What is required:
Only the lines from the one containing "Where can the fishing" through the last line below should be written out, exactly and with both ends kept.

** BEGIN Data provided **

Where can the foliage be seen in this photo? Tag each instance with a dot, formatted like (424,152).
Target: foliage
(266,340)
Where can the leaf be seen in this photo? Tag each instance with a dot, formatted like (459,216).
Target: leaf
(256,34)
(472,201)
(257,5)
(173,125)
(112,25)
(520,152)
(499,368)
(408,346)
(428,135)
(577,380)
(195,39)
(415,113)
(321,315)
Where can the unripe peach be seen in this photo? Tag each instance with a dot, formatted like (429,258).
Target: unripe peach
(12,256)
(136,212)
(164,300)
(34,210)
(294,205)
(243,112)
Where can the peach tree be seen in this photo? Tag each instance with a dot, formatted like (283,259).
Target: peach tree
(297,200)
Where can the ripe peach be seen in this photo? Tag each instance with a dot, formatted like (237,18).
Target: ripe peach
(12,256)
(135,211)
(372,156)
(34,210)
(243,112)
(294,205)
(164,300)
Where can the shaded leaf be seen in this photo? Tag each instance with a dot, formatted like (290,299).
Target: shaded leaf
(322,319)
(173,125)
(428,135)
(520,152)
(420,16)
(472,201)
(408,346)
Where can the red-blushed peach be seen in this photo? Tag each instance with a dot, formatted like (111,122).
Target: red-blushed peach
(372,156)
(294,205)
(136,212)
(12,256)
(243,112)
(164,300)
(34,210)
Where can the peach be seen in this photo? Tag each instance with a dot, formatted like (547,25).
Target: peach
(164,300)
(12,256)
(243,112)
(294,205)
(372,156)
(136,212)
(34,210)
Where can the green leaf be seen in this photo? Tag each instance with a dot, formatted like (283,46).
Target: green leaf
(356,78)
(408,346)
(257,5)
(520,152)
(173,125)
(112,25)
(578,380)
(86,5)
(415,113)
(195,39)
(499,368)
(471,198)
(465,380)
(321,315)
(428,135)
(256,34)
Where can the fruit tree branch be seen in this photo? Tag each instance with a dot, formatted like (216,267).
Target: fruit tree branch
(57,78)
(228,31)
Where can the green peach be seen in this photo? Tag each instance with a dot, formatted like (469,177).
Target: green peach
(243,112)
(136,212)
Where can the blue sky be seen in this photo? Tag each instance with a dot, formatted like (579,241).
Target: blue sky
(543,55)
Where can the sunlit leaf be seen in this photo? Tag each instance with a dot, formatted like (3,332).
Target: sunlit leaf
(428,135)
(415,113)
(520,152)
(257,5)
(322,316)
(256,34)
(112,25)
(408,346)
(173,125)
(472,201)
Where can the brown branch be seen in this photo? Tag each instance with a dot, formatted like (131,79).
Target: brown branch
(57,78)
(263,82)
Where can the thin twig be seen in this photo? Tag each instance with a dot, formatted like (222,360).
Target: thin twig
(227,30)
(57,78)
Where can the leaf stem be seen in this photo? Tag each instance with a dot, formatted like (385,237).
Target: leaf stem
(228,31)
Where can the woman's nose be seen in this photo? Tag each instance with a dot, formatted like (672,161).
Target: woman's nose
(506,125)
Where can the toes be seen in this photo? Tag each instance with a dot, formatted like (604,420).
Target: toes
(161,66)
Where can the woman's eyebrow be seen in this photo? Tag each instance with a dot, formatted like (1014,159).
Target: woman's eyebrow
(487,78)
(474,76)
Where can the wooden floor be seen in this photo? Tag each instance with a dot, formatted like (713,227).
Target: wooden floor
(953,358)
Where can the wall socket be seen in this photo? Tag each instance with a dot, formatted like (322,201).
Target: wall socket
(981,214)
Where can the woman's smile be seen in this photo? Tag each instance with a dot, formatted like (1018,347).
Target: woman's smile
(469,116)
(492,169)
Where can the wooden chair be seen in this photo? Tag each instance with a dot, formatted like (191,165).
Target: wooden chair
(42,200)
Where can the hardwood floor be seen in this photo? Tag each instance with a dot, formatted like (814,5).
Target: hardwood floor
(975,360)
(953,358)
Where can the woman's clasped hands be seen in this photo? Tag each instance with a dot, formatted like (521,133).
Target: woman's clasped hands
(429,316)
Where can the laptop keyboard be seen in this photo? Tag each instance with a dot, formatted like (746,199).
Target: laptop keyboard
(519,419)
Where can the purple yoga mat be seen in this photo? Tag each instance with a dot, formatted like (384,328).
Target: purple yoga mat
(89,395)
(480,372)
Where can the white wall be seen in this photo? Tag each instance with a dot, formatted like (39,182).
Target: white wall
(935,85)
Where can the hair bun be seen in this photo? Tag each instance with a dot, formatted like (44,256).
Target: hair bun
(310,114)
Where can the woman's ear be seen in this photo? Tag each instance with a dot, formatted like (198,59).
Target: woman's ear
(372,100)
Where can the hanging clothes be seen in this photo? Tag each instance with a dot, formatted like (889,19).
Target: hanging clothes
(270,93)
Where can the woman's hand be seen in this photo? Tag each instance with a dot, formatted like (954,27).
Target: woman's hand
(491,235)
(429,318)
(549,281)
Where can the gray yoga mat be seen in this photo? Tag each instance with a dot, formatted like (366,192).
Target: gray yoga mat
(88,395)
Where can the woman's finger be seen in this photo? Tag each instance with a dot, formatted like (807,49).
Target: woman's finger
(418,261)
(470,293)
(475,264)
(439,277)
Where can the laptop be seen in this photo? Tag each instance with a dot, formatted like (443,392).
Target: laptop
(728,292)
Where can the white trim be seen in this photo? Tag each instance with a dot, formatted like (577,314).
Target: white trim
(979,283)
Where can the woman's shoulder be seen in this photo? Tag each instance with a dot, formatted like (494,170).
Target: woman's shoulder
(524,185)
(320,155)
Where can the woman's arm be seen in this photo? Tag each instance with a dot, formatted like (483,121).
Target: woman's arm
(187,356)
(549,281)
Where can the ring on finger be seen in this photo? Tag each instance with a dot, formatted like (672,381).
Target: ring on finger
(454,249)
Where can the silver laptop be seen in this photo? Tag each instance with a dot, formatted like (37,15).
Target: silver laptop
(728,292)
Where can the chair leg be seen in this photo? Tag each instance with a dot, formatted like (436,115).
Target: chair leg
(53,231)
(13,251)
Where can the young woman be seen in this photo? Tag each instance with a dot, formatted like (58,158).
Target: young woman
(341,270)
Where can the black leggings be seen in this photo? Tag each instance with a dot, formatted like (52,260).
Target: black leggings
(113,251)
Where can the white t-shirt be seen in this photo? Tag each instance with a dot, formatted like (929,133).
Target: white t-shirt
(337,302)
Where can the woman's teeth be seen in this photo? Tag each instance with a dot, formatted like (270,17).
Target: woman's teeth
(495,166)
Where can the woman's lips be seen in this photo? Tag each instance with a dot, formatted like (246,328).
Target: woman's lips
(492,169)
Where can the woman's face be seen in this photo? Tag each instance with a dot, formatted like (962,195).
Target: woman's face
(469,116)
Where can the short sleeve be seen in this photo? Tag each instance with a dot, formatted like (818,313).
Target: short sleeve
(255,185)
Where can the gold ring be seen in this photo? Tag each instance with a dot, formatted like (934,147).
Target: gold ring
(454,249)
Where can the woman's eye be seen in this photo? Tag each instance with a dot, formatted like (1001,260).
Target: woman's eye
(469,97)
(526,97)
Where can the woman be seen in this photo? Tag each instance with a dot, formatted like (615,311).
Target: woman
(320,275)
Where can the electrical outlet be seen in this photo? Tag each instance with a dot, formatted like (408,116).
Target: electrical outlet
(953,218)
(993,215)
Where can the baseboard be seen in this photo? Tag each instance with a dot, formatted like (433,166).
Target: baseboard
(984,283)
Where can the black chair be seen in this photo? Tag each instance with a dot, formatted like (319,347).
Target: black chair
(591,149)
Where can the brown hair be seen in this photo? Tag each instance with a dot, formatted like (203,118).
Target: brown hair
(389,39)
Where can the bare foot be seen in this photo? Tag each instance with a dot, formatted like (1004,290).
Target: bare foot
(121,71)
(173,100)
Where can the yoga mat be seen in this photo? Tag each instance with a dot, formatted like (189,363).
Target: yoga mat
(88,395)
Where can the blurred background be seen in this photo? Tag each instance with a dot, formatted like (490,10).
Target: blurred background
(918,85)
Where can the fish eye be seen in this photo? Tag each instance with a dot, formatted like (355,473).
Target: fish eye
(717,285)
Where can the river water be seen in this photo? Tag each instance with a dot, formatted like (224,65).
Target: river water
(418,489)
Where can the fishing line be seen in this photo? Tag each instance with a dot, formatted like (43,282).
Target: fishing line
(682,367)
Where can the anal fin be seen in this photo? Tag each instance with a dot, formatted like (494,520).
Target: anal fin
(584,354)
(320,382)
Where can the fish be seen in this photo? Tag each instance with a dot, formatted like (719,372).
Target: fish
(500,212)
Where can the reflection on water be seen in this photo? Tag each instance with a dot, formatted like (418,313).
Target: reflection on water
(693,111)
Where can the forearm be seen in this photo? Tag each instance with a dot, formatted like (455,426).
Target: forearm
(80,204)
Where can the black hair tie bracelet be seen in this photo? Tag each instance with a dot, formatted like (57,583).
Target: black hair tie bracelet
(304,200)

** END Data provided **

Exercise answer:
Where can the fishing line be seen in this photo? Tag each instance with a dot, formatted like (43,282).
Target: fishing line
(682,367)
Where can the anal fin be seen in this photo? Tag each instance with a dot, formatted like (494,520).
Target: anal fin
(584,354)
(320,382)
Where can the fish be seen in this photo? Tag each instance with a dot, formatted like (719,372).
Target: fish
(500,212)
Where can the reflection on water be seen in this photo? Tag each instance with a dot, formatted like (418,313).
Target: reflection on water
(693,111)
Where can the forearm be seen in this photo? Tag each instance with a dot, formatted like (455,426).
Target: forearm
(80,204)
Where can the black hair tie bracelet be seen in this photo? Tag each instance with a dot, formatted like (57,583).
Target: black hair tie bracelet
(304,200)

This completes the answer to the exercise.